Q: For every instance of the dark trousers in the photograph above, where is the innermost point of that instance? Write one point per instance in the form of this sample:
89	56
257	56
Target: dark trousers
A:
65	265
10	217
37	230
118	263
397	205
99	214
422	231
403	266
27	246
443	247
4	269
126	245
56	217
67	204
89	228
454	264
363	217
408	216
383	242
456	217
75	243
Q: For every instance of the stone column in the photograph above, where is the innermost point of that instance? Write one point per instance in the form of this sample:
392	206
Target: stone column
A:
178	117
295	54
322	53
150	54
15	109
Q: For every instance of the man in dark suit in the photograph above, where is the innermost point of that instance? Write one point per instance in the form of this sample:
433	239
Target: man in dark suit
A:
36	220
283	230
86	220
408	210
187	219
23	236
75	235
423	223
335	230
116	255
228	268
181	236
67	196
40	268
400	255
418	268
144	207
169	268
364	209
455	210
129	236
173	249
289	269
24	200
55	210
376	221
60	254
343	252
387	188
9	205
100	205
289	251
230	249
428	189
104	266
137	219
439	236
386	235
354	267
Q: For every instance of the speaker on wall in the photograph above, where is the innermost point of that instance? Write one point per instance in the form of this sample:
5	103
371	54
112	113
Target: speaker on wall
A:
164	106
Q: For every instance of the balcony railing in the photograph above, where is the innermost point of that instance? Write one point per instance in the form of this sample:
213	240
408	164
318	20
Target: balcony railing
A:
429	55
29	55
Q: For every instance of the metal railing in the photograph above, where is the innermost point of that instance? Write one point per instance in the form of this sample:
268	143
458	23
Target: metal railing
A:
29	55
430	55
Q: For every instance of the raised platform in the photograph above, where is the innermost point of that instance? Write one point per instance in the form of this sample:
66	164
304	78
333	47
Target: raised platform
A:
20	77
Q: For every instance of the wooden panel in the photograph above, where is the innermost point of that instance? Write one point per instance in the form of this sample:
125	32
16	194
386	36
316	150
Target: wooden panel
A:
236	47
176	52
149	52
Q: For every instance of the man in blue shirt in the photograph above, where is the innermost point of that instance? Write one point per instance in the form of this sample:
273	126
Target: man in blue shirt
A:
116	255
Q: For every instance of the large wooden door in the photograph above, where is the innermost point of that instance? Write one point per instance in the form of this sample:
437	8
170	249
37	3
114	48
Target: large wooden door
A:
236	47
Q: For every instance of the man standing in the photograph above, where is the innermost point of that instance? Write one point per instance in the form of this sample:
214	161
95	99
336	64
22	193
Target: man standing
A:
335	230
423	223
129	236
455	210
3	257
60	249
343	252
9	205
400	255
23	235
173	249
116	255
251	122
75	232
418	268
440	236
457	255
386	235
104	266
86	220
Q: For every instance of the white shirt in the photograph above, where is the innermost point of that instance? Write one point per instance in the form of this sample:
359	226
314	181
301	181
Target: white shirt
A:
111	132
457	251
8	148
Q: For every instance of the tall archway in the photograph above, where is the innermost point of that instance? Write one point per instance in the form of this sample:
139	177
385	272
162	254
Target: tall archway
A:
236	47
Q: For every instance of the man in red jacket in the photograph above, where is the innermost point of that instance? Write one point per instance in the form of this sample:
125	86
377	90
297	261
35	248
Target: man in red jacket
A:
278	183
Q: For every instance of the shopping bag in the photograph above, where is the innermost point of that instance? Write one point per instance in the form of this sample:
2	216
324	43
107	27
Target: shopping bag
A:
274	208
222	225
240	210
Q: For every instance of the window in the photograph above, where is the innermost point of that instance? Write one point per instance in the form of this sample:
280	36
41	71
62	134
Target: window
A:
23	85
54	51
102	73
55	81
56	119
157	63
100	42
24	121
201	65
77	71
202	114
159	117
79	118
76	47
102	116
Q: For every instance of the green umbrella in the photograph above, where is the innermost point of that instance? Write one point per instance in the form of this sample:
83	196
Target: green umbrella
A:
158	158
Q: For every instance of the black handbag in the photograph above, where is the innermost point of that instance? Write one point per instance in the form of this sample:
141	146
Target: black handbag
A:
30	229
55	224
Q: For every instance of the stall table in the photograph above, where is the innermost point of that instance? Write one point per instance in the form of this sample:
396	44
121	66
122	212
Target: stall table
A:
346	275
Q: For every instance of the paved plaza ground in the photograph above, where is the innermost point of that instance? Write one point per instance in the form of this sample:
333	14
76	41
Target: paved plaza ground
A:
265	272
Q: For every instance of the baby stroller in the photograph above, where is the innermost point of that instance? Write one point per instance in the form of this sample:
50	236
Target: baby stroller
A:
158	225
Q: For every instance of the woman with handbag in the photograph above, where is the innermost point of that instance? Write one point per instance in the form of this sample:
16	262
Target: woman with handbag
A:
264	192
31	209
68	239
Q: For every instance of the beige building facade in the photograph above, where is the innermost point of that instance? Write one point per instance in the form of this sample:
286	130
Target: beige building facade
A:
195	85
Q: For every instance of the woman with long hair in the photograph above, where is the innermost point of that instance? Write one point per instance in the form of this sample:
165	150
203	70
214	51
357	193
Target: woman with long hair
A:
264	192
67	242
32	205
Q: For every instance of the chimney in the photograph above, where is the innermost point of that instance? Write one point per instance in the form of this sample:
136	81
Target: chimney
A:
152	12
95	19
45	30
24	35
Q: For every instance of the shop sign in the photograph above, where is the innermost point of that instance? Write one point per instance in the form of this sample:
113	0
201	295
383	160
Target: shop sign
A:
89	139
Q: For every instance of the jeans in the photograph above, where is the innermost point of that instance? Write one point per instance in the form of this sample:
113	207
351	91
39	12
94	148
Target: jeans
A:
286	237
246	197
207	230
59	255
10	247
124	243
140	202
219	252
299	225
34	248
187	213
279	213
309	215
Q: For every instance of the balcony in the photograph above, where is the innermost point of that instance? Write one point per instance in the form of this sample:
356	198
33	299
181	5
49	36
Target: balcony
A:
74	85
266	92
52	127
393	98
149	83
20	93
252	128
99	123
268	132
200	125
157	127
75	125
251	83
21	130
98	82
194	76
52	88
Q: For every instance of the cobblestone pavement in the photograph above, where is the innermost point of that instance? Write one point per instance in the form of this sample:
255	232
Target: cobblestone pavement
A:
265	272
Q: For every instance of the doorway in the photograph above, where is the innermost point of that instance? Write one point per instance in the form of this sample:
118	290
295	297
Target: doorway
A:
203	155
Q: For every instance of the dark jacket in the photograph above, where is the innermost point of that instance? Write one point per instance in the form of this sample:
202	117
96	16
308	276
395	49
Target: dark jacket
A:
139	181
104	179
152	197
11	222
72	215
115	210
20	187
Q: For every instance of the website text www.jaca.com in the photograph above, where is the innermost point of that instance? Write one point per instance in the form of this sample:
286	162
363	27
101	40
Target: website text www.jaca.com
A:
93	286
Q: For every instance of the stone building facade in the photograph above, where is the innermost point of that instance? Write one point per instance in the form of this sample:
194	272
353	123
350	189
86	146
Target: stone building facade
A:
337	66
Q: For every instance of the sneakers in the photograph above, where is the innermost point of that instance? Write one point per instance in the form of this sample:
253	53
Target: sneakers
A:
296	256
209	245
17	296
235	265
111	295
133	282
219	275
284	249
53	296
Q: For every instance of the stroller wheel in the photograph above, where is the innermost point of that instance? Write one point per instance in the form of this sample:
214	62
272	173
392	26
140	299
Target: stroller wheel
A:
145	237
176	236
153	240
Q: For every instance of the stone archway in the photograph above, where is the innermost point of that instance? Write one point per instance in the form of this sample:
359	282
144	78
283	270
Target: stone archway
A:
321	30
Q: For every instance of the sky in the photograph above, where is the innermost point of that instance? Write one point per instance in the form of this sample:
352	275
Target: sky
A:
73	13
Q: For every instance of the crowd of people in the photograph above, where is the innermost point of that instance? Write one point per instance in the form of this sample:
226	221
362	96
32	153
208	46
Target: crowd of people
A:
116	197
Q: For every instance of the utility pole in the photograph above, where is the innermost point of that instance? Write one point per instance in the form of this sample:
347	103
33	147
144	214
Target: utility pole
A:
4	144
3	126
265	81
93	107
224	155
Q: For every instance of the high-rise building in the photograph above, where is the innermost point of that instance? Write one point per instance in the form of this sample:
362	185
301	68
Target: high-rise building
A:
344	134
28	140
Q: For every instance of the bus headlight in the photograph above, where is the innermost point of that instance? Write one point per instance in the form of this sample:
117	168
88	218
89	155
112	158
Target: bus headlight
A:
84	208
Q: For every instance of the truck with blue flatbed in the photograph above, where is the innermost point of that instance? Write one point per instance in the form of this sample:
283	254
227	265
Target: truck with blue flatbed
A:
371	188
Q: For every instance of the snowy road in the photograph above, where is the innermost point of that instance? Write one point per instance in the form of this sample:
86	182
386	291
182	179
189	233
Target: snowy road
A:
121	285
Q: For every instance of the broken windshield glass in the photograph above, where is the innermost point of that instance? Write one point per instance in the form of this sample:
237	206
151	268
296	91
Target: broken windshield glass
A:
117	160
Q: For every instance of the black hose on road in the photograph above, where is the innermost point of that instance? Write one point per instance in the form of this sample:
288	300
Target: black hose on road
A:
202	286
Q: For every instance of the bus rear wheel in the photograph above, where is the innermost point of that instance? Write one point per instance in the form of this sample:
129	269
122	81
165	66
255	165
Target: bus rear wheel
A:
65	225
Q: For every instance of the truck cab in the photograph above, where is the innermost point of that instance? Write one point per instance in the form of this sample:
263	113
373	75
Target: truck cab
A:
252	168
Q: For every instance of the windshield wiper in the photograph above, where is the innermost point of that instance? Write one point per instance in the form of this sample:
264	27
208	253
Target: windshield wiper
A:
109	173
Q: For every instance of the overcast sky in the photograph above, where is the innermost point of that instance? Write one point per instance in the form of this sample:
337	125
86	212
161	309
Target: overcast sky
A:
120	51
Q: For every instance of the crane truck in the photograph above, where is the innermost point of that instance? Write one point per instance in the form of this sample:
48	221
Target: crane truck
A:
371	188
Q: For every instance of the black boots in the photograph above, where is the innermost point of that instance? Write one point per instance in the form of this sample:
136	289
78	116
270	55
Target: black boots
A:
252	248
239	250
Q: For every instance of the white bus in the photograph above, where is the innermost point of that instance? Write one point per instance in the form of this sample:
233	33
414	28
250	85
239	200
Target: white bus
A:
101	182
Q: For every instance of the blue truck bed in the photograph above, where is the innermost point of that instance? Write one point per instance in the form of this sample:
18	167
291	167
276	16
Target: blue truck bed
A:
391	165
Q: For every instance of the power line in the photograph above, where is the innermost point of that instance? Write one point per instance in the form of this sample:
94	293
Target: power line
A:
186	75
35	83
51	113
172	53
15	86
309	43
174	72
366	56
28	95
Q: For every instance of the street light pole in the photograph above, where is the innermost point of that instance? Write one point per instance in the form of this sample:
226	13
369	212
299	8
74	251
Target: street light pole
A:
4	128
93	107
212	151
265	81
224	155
━━━━━━━━━━━━━━━━━━━━
* [What the task requires]
Up to and including the line with "Target: man in dark suit", write out the records above exactly, starting from their first line.

* [Result of this task]
Q: For every instance of the dark trousers in the photograph above, where is the innermost point of that instance? Write one point per instance in the form of this sample:
89	56
257	56
Target: dark trousers
A:
65	265
10	217
37	230
118	263
397	205
99	214
422	231
403	266
27	246
443	247
4	269
126	245
56	217
67	204
89	228
454	264
363	217
408	216
383	242
456	217
75	243
Q: For every instance of the stone column in the photograph above, where is the innermost point of that instance? Write one point per instance in the form of this sample:
392	206
Target: stone column
A:
178	117
295	54
322	53
150	54
15	109
Q: For every instance of the man in dark suit in the photograph above, where is the innermost point of that instance? Write one point per instance in the form of this sample:
433	239
Target: man in dark suit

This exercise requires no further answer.